▶ [Set task]
Copy out the stretch of items from the start through the line containing "xmin=150 ymin=162 xmax=159 ymax=177", both ends included and nothing past it. Leave every text line unchanged, rescale each box coordinate by multiplying it by 0.95 and rounding to a whole number with halves going up, and leave out the pictures.

---

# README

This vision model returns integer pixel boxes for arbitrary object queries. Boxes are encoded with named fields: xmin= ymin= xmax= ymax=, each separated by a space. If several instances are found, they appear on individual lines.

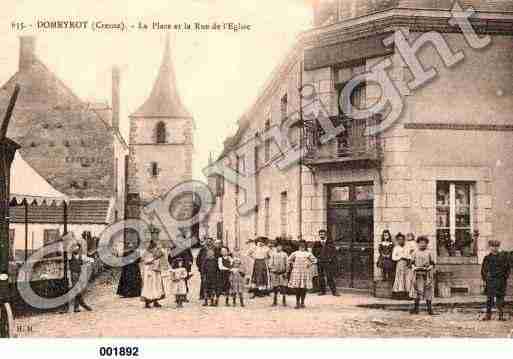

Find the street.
xmin=17 ymin=272 xmax=513 ymax=338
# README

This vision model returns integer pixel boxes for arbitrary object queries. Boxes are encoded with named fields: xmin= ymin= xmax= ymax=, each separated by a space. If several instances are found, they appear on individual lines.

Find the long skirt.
xmin=410 ymin=272 xmax=433 ymax=300
xmin=173 ymin=279 xmax=187 ymax=295
xmin=251 ymin=259 xmax=270 ymax=290
xmin=141 ymin=268 xmax=166 ymax=301
xmin=117 ymin=263 xmax=142 ymax=298
xmin=393 ymin=259 xmax=408 ymax=293
xmin=161 ymin=271 xmax=175 ymax=297
xmin=289 ymin=266 xmax=313 ymax=289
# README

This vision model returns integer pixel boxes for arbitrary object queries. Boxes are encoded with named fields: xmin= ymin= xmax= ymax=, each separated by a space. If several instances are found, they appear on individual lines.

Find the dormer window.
xmin=155 ymin=122 xmax=166 ymax=143
xmin=150 ymin=162 xmax=159 ymax=177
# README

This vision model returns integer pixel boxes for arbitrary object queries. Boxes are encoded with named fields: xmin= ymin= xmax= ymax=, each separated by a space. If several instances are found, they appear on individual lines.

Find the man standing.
xmin=196 ymin=238 xmax=212 ymax=300
xmin=313 ymin=229 xmax=339 ymax=297
xmin=69 ymin=245 xmax=93 ymax=313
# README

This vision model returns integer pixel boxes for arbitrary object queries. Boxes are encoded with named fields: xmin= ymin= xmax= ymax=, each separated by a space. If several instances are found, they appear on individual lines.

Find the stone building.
xmin=209 ymin=0 xmax=513 ymax=294
xmin=0 ymin=36 xmax=128 ymax=256
xmin=129 ymin=39 xmax=194 ymax=204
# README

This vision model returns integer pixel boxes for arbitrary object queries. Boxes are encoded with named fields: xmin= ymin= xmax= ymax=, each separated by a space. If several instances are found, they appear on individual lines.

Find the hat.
xmin=488 ymin=239 xmax=501 ymax=247
xmin=255 ymin=237 xmax=268 ymax=244
xmin=417 ymin=236 xmax=429 ymax=243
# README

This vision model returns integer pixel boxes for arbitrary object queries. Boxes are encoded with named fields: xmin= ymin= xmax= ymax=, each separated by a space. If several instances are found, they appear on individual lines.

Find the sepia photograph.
xmin=0 ymin=0 xmax=513 ymax=357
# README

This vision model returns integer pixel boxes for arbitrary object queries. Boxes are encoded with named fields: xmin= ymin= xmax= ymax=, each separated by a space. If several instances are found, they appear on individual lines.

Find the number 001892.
xmin=99 ymin=347 xmax=139 ymax=357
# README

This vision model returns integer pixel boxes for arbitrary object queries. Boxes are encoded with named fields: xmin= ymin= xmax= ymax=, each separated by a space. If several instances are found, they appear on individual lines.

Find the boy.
xmin=410 ymin=236 xmax=435 ymax=315
xmin=481 ymin=240 xmax=511 ymax=321
xmin=269 ymin=243 xmax=288 ymax=307
xmin=201 ymin=249 xmax=219 ymax=307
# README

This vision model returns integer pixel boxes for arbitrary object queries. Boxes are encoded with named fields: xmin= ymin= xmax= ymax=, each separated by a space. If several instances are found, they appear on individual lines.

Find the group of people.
xmin=196 ymin=235 xmax=332 ymax=309
xmin=117 ymin=239 xmax=193 ymax=308
xmin=117 ymin=230 xmax=339 ymax=308
xmin=378 ymin=230 xmax=435 ymax=315
xmin=378 ymin=230 xmax=511 ymax=320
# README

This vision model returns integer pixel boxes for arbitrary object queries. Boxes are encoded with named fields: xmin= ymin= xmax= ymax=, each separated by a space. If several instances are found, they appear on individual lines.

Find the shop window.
xmin=436 ymin=181 xmax=477 ymax=257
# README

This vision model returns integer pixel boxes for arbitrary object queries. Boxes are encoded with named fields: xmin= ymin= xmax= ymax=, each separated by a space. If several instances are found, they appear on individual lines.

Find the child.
xmin=217 ymin=247 xmax=232 ymax=307
xmin=404 ymin=232 xmax=418 ymax=293
xmin=392 ymin=232 xmax=410 ymax=299
xmin=230 ymin=258 xmax=246 ymax=307
xmin=481 ymin=240 xmax=511 ymax=321
xmin=378 ymin=229 xmax=394 ymax=282
xmin=288 ymin=240 xmax=317 ymax=309
xmin=172 ymin=258 xmax=188 ymax=308
xmin=269 ymin=243 xmax=288 ymax=307
xmin=201 ymin=249 xmax=219 ymax=307
xmin=410 ymin=236 xmax=435 ymax=315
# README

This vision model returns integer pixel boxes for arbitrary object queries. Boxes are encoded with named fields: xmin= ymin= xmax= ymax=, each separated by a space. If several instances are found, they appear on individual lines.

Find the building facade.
xmin=205 ymin=0 xmax=513 ymax=294
xmin=0 ymin=36 xmax=128 ymax=256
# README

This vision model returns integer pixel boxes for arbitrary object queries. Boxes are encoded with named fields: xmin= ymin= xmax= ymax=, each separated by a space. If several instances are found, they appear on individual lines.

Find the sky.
xmin=0 ymin=0 xmax=312 ymax=179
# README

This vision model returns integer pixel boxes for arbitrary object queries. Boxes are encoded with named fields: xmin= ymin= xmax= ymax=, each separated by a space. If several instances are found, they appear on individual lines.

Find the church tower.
xmin=128 ymin=37 xmax=194 ymax=205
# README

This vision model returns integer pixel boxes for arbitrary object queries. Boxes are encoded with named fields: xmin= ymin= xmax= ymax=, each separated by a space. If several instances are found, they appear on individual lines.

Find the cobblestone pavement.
xmin=17 ymin=273 xmax=513 ymax=337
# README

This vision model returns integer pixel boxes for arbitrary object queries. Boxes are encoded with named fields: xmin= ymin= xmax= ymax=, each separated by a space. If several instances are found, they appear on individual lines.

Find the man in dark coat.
xmin=69 ymin=245 xmax=93 ymax=313
xmin=167 ymin=248 xmax=194 ymax=302
xmin=481 ymin=240 xmax=511 ymax=320
xmin=312 ymin=229 xmax=339 ymax=297
xmin=196 ymin=238 xmax=212 ymax=300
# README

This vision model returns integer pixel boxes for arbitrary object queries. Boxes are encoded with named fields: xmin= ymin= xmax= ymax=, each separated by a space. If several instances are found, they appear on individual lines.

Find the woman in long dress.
xmin=248 ymin=238 xmax=271 ymax=298
xmin=288 ymin=241 xmax=317 ymax=309
xmin=117 ymin=247 xmax=142 ymax=298
xmin=392 ymin=232 xmax=410 ymax=299
xmin=141 ymin=240 xmax=167 ymax=308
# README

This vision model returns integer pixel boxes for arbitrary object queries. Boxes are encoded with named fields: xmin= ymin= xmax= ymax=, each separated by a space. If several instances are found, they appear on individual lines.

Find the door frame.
xmin=325 ymin=181 xmax=374 ymax=290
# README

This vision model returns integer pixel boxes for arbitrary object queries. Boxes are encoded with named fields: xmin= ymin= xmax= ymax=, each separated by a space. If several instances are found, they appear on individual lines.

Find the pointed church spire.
xmin=131 ymin=33 xmax=192 ymax=118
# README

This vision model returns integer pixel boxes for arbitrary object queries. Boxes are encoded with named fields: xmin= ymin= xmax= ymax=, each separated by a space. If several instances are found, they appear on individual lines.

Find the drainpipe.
xmin=297 ymin=61 xmax=305 ymax=239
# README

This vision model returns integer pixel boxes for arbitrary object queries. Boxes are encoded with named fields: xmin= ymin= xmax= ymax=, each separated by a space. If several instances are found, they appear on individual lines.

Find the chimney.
xmin=112 ymin=66 xmax=120 ymax=130
xmin=18 ymin=36 xmax=36 ymax=71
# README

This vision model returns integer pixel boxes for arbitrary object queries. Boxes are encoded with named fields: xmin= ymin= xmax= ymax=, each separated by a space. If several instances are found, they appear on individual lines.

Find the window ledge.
xmin=436 ymin=256 xmax=479 ymax=264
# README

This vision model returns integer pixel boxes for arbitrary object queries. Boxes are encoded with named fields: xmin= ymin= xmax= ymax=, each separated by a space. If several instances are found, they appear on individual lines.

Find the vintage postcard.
xmin=0 ymin=0 xmax=513 ymax=346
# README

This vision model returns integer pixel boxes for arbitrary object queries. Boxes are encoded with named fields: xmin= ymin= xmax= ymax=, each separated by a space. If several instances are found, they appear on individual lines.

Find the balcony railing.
xmin=303 ymin=116 xmax=381 ymax=164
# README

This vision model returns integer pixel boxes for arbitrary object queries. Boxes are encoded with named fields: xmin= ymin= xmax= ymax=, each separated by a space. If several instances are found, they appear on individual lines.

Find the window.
xmin=253 ymin=206 xmax=258 ymax=237
xmin=264 ymin=197 xmax=271 ymax=237
xmin=280 ymin=192 xmax=288 ymax=238
xmin=114 ymin=158 xmax=119 ymax=194
xmin=216 ymin=176 xmax=224 ymax=197
xmin=43 ymin=229 xmax=60 ymax=257
xmin=436 ymin=181 xmax=476 ymax=257
xmin=264 ymin=120 xmax=271 ymax=163
xmin=150 ymin=162 xmax=160 ymax=177
xmin=9 ymin=228 xmax=16 ymax=261
xmin=155 ymin=122 xmax=166 ymax=143
xmin=43 ymin=229 xmax=59 ymax=246
xmin=280 ymin=94 xmax=288 ymax=122
xmin=216 ymin=222 xmax=223 ymax=240
xmin=336 ymin=60 xmax=367 ymax=117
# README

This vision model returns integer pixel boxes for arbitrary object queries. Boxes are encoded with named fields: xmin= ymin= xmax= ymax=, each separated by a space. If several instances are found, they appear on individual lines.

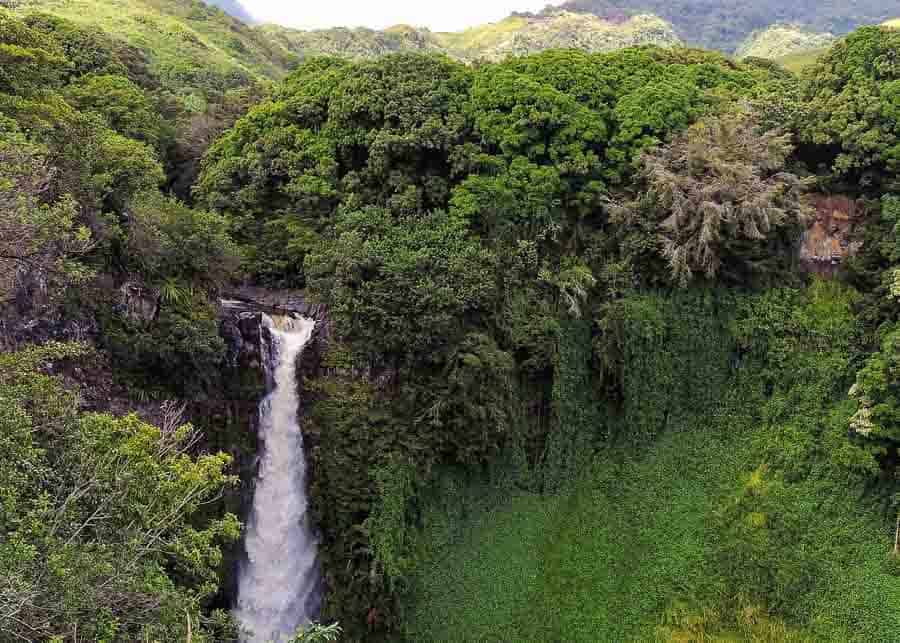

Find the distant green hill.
xmin=259 ymin=11 xmax=681 ymax=61
xmin=15 ymin=0 xmax=294 ymax=93
xmin=562 ymin=0 xmax=900 ymax=53
xmin=735 ymin=25 xmax=837 ymax=60
xmin=199 ymin=0 xmax=256 ymax=25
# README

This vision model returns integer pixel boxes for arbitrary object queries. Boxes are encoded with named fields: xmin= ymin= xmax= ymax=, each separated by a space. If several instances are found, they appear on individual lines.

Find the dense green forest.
xmin=0 ymin=0 xmax=900 ymax=643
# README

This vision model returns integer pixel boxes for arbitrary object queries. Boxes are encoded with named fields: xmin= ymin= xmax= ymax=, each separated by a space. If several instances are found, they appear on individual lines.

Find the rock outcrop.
xmin=800 ymin=194 xmax=863 ymax=275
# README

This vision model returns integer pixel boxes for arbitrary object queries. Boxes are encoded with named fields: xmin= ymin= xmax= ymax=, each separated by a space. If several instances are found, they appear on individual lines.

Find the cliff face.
xmin=800 ymin=194 xmax=863 ymax=275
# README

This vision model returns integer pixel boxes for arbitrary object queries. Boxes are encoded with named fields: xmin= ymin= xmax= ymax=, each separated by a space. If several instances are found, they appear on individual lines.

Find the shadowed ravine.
xmin=236 ymin=317 xmax=320 ymax=643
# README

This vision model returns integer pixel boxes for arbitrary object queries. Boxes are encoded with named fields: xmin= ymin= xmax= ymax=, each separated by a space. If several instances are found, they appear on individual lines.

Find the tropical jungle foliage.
xmin=0 ymin=0 xmax=900 ymax=643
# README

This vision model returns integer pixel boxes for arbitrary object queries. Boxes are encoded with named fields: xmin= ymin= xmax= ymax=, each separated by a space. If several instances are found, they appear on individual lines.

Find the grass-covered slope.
xmin=736 ymin=25 xmax=837 ymax=60
xmin=17 ymin=0 xmax=292 ymax=90
xmin=562 ymin=0 xmax=900 ymax=53
xmin=204 ymin=0 xmax=254 ymax=25
xmin=437 ymin=11 xmax=681 ymax=60
xmin=259 ymin=12 xmax=681 ymax=61
xmin=407 ymin=283 xmax=900 ymax=643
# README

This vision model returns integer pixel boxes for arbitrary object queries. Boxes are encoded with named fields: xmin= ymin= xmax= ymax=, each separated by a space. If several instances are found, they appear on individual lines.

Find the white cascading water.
xmin=235 ymin=316 xmax=319 ymax=643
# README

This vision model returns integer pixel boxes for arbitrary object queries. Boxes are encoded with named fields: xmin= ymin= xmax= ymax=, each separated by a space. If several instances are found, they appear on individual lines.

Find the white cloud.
xmin=243 ymin=0 xmax=562 ymax=31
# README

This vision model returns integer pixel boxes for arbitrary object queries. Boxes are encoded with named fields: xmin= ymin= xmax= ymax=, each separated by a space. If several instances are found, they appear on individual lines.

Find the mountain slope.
xmin=15 ymin=0 xmax=293 ymax=93
xmin=562 ymin=0 xmax=900 ymax=53
xmin=735 ymin=25 xmax=837 ymax=60
xmin=204 ymin=0 xmax=256 ymax=25
xmin=259 ymin=11 xmax=681 ymax=61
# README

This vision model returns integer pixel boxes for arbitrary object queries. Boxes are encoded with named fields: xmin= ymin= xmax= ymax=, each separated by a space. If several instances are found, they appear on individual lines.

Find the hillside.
xmin=199 ymin=0 xmax=256 ymax=25
xmin=259 ymin=12 xmax=681 ymax=61
xmin=8 ymin=7 xmax=900 ymax=643
xmin=562 ymin=0 xmax=900 ymax=53
xmin=16 ymin=0 xmax=292 ymax=93
xmin=735 ymin=25 xmax=837 ymax=60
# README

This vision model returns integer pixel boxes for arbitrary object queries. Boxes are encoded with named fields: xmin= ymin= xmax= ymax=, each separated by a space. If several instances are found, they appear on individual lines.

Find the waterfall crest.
xmin=235 ymin=316 xmax=320 ymax=643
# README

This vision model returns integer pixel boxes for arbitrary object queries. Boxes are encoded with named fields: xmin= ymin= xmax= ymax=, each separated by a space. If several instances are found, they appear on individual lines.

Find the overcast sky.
xmin=242 ymin=0 xmax=562 ymax=31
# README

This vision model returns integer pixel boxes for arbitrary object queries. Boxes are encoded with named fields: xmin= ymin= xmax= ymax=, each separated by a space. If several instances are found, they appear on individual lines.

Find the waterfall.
xmin=235 ymin=316 xmax=320 ymax=643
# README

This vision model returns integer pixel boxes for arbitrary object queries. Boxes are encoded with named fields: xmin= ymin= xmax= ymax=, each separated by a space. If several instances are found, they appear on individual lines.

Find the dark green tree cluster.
xmin=197 ymin=48 xmax=799 ymax=638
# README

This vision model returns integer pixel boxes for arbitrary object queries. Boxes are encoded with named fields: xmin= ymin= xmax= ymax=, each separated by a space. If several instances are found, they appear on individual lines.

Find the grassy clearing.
xmin=408 ymin=406 xmax=900 ymax=643
xmin=16 ymin=0 xmax=291 ymax=91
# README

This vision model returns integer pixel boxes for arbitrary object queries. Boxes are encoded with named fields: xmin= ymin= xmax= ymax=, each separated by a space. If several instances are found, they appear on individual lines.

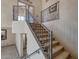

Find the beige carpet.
xmin=1 ymin=46 xmax=20 ymax=59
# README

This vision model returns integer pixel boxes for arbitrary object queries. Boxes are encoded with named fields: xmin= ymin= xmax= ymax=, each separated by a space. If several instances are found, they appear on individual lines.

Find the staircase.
xmin=30 ymin=23 xmax=72 ymax=59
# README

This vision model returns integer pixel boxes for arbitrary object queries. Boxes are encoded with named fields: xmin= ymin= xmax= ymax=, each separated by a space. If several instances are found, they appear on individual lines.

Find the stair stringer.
xmin=25 ymin=22 xmax=46 ymax=59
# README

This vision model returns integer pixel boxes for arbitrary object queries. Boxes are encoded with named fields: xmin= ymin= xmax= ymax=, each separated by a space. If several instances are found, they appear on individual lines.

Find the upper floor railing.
xmin=13 ymin=5 xmax=52 ymax=59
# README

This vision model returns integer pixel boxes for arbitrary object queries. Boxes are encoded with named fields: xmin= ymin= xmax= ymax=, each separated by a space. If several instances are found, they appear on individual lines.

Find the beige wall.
xmin=42 ymin=0 xmax=78 ymax=57
xmin=1 ymin=0 xmax=17 ymax=46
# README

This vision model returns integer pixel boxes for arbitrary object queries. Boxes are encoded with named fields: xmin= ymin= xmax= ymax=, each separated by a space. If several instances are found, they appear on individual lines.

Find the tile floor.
xmin=1 ymin=46 xmax=20 ymax=59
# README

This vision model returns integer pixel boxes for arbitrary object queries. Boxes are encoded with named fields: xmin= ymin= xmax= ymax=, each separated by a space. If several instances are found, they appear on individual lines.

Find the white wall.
xmin=12 ymin=21 xmax=45 ymax=59
xmin=1 ymin=27 xmax=15 ymax=46
xmin=42 ymin=0 xmax=78 ymax=57
xmin=1 ymin=0 xmax=17 ymax=46
xmin=30 ymin=0 xmax=42 ymax=21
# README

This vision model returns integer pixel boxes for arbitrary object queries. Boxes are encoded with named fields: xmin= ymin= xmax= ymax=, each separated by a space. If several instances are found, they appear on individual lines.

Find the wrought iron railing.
xmin=13 ymin=6 xmax=52 ymax=59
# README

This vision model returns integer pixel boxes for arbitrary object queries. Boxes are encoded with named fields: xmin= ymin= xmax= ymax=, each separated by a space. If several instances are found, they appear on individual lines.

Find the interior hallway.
xmin=1 ymin=46 xmax=20 ymax=59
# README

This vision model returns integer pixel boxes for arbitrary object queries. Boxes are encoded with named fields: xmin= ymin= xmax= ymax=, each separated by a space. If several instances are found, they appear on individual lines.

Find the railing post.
xmin=49 ymin=31 xmax=52 ymax=59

---

▶ [Correct result]
# README

This vision model returns integer pixel boxes for arbitrary object queries. Boxes are encoded with named fields: xmin= ymin= xmax= ymax=, each separated by a space. If several instances are found, they appear on individual lines.


Find the street.
xmin=16 ymin=258 xmax=487 ymax=321
# README

This vision model returns integer pixel boxes for arbitrary object queries. Boxes are encoded with named fields: xmin= ymin= xmax= ymax=, each separated by a space. If several instances are found, they appear on individual lines.

Find the long skirt.
xmin=390 ymin=258 xmax=411 ymax=285
xmin=164 ymin=265 xmax=178 ymax=280
xmin=238 ymin=246 xmax=257 ymax=276
xmin=134 ymin=255 xmax=158 ymax=286
xmin=111 ymin=250 xmax=135 ymax=283
xmin=373 ymin=246 xmax=388 ymax=278
xmin=153 ymin=257 xmax=166 ymax=282
xmin=275 ymin=253 xmax=297 ymax=275
# README

This vision model returns integer pixel boxes for arbitrary object queries. Boxes are encoded with named fields: xmin= ymin= xmax= ymax=, each separated by a space. If several instances are found, they appear on individual lines.

Find the dormer window.
xmin=147 ymin=116 xmax=158 ymax=136
xmin=143 ymin=154 xmax=151 ymax=168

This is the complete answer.